Me: (putting on other glove) You know what, you’re right.
I’m fearfully awaiting the day my alarm clock becomes self-aware and the snooze button hits me back.
Me: Why did you throw that pencil at your brother?! You could have poked his eye out!
9: But I didn’t
Me: Not now but it could have hit him
9: But it didn’t
Me: That’s not the point! He could have gotten hurt
9: But he didn’t
Me: (pulls out wine cork with teeth)
Y’all it’s so wild to call a pharmacy and they ask for the date of birth and I’m like he is a cat I have no idea I found him in a shelter his name is James Dumpling you got his pills or???
i think they should have thrown one avenger in with all the scientists in oppenheimer. just one little tiny scene where oppenheimer, feynmann, and fermi are sitting around like “well, what do you think, Ant Man?”
I was going to watch the news this morning but I decided I wanted to have a good day.
Give a man a fish and he will think, “what a creepy gift.”
Teach a man to fish and he will think, “My god, I have never known such boredom.”
LOAN OFFICER: I’m just a little unclear on the details.
DAVE: What are you not getting? I have 3 adoptive sons that are musicians and also chipmunks. They are obviously quite small and thus require custom instruments, for which I need a loan. Why is this so complicated?
WHY ARE THEY STILL PLAYING CHRISTMAS COMMERCIALS?
Me watching recorded TV shows
Me: Man, I’m exhausted! I’m going to get a good night’s sleep tonight.
Toddler: hold my sippy cup
ME: *kneading the crap out of a box of Kleenex*
STORE CLERK: Excuse me, what are you doing?
ME: deep tissue massage
CLERK: *whispering into walkie talkie* security
Today, I saw a sign outside a dental office that said “We do our business in your mouth” and I haven’t stopped laughing.
gonna pet so many people’s dogs while they’re distracted looking at the eclipse
I don’t get why you have to call my wife *librarian ignores me while on phone* “your husband is here trying to check out a book about ramps”
Why are you breaking up with me?
“You treat your dog like a baby. It’s weird”
Shh *puts hands over dog’s ears* he’s 26 months he understands
Can y’all please stop posting obi-wan spoilers? I’m not going to watch it I just don’t want to hear about it anymore.
Me: Do you want to sign up for dance in the fall?
7: Yeah!!
Me: Which classes do you like best?
7: I don’t really like any of them. I just like dance because you get free costumes at the end.
Me:
7:
Me:
7:
Me: *blinks* I’m sorry, did you say free?
Hey, Facebook. Dead people can’t read your RIP shoutouts, because death.
Sorry I headbutted you, I was gonna punch you but, I was holding wine.
The sauciest 1% of Americans are saucier than the bottom 95% combined.
Whenever someone is about to tell me about their day, I just cover my ears and yell “SPOILER ALERT!”
terminator extends hand: come with me if you want to live
me:
terminator: i said come with me if
me: i heard you the first time
With my luck I would finally get a Hogwarts letter and it would say “we’ve been trying to reach you about your cars extended warranty”
Me: You’re SURE you know how to cut hair?
Wife: I told you I watched a YouTube video
fire doesn’t get enough credit for being so welcoming. it’s always like “hey you wanna come be fire too?”
I may be getting old but not “doesn’t know what day of the week it is” old. I can tell by which day I open on my daily pill organizer.

◆ ◆ ◆

### WORK INSTRUCTION
Reproduce word for word the stretch of the joke collection that starts with "Me: Which classes" and ends with "shoutouts, because death.".

◆ ◆ ◆

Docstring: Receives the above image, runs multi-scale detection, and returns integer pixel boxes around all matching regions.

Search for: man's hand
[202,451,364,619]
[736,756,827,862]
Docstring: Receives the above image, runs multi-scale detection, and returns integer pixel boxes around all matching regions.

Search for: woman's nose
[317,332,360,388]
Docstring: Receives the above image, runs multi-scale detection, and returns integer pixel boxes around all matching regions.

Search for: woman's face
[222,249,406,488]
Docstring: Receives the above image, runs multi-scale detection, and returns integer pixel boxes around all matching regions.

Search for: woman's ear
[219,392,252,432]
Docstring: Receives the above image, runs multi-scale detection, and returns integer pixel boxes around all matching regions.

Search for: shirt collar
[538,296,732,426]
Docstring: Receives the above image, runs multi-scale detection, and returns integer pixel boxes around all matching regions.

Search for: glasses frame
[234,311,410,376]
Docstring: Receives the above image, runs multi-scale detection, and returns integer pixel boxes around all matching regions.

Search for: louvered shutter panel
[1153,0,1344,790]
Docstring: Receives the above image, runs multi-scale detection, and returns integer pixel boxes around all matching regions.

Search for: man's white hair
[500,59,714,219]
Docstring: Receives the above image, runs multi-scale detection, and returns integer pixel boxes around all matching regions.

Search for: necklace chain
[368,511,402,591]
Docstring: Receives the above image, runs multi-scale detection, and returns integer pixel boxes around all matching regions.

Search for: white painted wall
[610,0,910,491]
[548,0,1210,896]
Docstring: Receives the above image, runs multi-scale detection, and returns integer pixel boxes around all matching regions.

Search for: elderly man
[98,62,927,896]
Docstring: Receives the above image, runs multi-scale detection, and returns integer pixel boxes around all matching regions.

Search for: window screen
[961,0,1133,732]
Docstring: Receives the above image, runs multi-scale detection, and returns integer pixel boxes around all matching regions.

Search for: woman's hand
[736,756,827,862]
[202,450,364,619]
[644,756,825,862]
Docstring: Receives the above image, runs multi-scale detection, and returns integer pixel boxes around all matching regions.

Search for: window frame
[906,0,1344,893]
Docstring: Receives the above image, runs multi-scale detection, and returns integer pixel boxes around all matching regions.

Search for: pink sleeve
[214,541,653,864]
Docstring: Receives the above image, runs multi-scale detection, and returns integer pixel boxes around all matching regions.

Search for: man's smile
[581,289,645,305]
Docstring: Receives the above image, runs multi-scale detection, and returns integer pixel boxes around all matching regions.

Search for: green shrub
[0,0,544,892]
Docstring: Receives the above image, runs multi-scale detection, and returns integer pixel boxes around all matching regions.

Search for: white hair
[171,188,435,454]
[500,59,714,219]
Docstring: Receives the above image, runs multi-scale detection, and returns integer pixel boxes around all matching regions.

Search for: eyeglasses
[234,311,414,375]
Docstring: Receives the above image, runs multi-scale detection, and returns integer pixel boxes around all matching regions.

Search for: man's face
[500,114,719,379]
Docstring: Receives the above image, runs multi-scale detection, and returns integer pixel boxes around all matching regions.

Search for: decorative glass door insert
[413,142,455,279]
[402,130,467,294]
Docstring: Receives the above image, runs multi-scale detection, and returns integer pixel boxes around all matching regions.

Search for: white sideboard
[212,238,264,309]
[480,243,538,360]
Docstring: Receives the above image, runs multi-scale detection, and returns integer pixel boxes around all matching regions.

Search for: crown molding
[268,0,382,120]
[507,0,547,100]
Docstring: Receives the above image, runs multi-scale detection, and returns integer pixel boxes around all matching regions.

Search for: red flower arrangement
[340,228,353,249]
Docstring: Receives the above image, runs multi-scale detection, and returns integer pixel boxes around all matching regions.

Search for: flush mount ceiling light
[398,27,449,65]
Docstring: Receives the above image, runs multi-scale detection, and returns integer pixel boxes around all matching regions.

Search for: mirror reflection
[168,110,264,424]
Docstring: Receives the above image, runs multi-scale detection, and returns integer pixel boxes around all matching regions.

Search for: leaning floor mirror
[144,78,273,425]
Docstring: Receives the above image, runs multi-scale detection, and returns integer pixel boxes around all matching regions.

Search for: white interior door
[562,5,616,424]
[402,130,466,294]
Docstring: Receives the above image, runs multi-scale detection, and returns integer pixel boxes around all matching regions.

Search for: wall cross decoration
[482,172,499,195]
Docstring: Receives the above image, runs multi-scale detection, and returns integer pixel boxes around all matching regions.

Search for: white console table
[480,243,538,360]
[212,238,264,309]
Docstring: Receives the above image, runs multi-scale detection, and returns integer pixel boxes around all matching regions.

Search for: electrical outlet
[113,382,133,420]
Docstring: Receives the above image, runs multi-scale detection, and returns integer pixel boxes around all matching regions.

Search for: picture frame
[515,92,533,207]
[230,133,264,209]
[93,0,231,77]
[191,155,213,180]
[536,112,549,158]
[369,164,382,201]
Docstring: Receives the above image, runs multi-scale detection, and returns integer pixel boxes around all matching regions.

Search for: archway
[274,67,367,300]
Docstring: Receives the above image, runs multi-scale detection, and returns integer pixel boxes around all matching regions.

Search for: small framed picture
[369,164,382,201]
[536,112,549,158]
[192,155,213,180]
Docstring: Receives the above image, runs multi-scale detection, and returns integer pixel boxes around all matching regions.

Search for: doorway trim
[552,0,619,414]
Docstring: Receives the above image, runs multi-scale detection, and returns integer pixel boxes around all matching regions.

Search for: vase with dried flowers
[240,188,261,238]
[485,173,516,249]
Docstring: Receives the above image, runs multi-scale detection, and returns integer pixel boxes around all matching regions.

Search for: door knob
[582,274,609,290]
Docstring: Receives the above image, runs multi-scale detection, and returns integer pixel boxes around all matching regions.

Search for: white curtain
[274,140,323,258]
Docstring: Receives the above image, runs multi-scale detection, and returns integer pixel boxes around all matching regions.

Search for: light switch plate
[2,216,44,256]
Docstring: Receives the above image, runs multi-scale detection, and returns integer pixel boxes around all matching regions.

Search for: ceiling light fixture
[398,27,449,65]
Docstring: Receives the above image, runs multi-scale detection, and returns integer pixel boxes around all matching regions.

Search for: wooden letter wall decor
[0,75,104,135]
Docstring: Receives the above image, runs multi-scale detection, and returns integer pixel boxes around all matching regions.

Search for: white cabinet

◆ ◆ ◆

### EXPECTED ANSWER
Me: Which classes do you like best?
7: I don’t really like any of them. I just like dance because you get free costumes at the end.
Me:
7:
Me:
7:
Me: *blinks* I’m sorry, did you say free?
Hey, Facebook. Dead people can’t read your RIP shoutouts, because death.